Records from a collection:
□ □ □ □

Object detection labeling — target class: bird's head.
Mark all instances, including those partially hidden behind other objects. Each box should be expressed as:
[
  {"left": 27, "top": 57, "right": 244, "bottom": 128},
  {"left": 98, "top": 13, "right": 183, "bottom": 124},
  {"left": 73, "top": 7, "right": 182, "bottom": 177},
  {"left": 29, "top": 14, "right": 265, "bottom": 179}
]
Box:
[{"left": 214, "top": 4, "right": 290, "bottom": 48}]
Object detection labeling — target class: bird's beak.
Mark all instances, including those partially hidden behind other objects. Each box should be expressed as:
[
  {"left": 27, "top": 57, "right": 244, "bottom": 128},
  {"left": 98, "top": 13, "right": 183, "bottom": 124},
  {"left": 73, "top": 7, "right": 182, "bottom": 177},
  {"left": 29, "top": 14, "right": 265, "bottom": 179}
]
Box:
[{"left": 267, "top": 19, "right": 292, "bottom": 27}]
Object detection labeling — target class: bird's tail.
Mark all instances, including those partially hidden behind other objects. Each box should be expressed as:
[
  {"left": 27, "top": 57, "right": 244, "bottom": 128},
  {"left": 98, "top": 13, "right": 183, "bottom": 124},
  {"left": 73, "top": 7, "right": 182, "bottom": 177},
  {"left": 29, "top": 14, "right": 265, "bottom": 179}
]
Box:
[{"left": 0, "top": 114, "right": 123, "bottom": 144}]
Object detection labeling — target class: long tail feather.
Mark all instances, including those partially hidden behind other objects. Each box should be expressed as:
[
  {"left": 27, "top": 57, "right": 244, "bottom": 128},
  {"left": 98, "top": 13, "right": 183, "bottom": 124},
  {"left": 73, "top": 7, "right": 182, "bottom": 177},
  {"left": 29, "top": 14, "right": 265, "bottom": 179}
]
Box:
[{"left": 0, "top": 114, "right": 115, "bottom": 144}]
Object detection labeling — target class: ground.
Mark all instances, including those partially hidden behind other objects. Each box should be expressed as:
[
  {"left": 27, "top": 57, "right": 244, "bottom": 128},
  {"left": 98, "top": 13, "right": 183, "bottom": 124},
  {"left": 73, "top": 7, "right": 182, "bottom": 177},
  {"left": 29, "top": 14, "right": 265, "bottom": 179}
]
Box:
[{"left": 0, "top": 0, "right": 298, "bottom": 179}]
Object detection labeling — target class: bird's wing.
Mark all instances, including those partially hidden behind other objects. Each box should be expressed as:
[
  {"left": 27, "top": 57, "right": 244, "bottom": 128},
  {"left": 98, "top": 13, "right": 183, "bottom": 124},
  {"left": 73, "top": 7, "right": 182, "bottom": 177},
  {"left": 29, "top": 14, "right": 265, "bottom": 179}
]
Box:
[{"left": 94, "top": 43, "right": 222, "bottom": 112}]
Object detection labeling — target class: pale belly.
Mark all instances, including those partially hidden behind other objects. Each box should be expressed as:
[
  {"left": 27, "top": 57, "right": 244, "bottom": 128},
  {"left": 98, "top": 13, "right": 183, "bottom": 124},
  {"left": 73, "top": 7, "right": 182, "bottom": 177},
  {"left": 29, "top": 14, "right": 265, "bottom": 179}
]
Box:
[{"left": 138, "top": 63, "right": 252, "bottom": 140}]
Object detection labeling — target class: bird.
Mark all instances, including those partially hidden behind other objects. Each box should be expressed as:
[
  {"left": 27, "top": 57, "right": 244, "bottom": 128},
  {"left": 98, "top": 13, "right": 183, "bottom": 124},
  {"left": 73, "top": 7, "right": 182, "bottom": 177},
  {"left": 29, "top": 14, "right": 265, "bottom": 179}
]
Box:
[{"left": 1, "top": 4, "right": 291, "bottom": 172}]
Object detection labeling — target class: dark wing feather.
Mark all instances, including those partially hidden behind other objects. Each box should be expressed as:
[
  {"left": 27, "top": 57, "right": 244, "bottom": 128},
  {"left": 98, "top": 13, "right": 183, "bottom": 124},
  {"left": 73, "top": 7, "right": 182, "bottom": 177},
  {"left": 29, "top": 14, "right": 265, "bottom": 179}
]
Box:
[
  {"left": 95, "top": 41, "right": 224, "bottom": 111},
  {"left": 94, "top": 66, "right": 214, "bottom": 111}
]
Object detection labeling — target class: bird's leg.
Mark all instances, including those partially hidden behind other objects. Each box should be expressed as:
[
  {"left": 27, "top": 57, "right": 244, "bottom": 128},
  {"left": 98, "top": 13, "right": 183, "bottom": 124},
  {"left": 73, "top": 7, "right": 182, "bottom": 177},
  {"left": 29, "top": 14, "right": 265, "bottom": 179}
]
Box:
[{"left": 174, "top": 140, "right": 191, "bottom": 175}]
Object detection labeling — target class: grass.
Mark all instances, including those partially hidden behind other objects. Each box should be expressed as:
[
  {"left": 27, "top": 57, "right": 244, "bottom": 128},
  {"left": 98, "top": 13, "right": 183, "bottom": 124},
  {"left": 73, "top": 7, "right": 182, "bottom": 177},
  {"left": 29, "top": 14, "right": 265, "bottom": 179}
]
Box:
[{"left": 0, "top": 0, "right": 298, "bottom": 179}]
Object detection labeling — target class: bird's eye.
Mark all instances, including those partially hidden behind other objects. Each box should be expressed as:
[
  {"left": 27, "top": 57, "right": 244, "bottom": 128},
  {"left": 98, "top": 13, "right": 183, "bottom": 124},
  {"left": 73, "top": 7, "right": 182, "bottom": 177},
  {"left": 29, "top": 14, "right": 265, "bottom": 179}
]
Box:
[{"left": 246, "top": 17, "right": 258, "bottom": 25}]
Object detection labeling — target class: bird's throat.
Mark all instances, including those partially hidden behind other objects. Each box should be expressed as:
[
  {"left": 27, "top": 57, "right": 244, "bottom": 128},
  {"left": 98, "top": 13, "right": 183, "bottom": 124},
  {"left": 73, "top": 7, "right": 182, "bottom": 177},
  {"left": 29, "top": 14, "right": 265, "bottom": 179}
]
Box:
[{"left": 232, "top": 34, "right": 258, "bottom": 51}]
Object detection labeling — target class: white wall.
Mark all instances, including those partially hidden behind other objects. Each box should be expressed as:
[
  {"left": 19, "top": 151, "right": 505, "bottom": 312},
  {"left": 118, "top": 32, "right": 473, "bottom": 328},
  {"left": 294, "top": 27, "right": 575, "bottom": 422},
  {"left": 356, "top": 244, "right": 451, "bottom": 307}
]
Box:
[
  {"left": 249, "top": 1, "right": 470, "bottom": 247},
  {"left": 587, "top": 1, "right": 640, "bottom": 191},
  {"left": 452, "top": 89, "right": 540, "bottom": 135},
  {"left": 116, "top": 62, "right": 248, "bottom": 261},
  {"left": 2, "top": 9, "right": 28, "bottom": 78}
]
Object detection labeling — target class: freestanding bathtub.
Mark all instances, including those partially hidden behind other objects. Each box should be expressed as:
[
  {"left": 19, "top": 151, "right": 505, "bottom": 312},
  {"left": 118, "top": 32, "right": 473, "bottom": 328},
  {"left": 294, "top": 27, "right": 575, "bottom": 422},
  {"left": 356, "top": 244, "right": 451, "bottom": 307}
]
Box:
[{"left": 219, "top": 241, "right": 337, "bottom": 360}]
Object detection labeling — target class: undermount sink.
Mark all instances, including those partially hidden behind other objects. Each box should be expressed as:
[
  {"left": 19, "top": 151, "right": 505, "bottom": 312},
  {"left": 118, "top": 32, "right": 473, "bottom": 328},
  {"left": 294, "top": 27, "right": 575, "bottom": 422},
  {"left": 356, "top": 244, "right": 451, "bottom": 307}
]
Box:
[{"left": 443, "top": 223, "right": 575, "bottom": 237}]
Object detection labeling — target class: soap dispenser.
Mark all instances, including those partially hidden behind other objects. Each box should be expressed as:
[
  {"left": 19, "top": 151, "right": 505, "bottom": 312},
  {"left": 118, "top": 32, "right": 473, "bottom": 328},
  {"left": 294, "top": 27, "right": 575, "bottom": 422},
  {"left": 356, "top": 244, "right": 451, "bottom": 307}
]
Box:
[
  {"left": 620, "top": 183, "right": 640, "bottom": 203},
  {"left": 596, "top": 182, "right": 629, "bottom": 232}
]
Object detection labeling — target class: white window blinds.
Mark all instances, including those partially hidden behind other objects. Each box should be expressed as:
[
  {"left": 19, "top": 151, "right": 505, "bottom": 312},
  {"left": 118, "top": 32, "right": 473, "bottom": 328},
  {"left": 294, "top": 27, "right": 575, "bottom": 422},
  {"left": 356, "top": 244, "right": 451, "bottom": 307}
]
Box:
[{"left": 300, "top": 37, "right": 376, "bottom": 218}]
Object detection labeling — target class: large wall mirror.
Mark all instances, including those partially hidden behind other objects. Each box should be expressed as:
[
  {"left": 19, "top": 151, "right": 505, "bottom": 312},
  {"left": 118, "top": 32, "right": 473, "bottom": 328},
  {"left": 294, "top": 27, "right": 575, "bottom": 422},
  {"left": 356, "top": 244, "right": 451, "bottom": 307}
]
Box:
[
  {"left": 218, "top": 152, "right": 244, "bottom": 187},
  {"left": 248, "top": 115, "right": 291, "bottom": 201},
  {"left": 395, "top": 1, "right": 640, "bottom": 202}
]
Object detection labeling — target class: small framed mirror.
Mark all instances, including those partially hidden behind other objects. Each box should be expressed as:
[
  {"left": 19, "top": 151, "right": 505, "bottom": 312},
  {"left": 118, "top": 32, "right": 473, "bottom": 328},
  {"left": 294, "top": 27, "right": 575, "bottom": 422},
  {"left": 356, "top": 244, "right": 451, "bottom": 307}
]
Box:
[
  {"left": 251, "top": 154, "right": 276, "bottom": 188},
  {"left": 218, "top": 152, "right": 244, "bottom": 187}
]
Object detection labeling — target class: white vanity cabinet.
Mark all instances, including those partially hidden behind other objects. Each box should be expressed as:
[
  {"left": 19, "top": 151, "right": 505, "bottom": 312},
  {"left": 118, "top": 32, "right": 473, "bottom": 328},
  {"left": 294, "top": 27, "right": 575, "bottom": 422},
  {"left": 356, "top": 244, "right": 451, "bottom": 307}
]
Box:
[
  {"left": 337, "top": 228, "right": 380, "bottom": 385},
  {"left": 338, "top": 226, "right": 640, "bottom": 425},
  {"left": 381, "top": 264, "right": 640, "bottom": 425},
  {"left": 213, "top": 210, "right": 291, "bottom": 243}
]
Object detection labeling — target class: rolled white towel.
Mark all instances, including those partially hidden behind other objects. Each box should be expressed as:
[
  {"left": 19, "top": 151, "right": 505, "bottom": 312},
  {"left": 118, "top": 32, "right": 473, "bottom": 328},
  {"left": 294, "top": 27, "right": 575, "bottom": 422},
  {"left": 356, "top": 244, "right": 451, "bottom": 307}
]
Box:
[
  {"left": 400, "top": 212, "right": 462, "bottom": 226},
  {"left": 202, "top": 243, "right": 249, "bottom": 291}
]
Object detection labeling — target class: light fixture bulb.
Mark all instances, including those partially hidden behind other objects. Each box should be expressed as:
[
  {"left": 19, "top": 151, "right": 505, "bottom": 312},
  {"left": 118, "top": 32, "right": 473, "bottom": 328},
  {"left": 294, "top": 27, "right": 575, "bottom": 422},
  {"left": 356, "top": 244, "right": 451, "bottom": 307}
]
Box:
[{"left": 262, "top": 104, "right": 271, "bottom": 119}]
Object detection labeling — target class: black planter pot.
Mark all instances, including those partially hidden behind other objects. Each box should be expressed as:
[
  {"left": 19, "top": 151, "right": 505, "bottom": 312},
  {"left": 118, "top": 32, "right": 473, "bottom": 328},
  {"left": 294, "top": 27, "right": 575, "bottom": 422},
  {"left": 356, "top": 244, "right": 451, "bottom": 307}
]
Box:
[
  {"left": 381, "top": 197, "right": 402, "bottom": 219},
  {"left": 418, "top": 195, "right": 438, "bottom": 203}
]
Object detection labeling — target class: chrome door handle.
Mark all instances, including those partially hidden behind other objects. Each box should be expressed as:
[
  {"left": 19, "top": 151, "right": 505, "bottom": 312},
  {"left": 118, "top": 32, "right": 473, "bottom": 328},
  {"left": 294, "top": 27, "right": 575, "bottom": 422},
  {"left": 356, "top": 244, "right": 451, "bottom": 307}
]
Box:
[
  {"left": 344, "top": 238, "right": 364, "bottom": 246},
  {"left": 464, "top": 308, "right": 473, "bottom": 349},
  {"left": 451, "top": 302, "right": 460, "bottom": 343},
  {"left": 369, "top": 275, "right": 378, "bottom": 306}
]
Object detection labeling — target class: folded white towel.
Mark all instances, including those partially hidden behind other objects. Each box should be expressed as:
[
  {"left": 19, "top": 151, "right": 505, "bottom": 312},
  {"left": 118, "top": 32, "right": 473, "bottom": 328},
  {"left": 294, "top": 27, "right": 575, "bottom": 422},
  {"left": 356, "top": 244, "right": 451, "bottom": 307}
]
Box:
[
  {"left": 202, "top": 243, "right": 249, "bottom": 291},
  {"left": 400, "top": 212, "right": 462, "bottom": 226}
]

□ □ □ □

- [EXERCISE]: Select every line of the data above that contains the word "bird", and copy each one out. Case counts.

- [EXERCISE ANSWER]:
Object detection labeling — target class: bird's head.
Object detection labeling — target class: bird's beak.
Object detection labeling — target class: bird's tail.
Object detection labeling — target class: bird's wing.
Object detection labeling — target class: bird.
Object detection labeling — target class: bird's leg.
Object detection labeling — target class: bird's eye.
Object detection labeling — target class: bird's throat.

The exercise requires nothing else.